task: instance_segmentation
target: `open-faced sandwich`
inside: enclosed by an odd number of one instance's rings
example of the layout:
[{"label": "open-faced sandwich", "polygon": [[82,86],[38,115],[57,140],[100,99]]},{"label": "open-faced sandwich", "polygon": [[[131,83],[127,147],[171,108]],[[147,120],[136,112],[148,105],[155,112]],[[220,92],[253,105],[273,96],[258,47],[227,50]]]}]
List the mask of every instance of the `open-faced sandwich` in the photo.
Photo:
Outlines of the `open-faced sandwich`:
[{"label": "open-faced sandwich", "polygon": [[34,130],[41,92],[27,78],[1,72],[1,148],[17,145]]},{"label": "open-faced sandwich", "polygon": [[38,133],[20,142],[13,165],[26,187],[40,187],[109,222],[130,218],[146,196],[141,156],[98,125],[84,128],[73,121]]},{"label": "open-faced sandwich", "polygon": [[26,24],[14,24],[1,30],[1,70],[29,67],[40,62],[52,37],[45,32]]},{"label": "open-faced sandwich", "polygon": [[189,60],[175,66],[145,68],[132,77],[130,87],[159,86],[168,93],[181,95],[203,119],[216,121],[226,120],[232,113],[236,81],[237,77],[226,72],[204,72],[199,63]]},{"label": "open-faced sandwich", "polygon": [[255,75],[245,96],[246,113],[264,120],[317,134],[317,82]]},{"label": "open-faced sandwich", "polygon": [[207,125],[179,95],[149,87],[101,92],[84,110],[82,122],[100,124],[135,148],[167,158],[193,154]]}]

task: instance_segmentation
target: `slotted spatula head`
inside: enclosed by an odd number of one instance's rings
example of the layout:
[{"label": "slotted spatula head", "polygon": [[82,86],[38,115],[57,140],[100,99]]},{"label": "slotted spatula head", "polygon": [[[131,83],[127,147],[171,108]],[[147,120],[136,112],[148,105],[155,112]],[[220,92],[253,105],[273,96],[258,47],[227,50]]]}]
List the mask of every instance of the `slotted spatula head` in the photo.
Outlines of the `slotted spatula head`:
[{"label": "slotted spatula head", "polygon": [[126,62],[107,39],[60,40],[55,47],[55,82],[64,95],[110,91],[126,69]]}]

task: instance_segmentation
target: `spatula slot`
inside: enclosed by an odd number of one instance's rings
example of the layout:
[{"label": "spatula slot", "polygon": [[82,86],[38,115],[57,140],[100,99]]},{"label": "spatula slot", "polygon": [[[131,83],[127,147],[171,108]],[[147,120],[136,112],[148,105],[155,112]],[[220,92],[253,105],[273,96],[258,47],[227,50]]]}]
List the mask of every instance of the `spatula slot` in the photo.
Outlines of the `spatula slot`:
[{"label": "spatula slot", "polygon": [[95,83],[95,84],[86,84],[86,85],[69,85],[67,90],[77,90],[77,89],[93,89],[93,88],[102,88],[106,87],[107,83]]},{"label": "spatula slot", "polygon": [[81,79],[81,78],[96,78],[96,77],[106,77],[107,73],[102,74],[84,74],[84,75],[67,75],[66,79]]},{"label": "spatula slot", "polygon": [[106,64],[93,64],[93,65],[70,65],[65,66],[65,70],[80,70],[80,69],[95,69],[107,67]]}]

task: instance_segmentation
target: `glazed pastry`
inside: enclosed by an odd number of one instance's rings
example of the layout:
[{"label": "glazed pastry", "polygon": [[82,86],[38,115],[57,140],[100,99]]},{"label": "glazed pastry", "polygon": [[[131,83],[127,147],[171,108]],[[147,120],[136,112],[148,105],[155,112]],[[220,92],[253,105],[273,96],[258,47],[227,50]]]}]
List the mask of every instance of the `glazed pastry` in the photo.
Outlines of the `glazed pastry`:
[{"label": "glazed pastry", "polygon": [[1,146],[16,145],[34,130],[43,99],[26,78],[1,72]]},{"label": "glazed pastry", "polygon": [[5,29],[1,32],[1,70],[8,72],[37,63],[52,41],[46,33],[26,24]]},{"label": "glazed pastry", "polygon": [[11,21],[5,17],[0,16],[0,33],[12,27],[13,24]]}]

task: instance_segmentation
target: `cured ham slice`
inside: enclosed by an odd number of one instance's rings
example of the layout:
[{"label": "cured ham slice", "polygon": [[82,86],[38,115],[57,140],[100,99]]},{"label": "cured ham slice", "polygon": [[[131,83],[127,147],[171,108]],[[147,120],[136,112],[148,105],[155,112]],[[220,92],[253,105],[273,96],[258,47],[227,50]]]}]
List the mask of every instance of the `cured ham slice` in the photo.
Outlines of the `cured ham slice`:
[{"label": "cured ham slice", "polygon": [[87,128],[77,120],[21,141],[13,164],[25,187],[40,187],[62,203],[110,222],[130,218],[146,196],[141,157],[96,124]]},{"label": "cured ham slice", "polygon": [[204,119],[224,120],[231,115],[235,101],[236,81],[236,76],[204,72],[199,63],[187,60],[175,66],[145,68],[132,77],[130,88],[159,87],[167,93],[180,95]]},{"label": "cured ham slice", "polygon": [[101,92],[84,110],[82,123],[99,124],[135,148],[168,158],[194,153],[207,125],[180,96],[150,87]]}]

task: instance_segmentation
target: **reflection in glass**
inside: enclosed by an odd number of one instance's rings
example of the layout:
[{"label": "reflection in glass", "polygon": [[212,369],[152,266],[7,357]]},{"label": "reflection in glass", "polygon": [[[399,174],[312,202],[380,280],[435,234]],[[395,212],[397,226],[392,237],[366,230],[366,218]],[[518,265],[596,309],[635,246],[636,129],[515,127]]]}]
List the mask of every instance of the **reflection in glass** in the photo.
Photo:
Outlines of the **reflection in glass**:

####################

Lo que se pide: Filtra el listado de arriba y copia cada línea que contenga la palabra "target". Ten en cuenta las mayúsculas y minúsculas.

Resultado a continuación:
target: `open-faced sandwich`
target: `slotted spatula head`
target: `spatula slot`
target: `glazed pastry`
target: `cured ham slice`
target: **reflection in glass**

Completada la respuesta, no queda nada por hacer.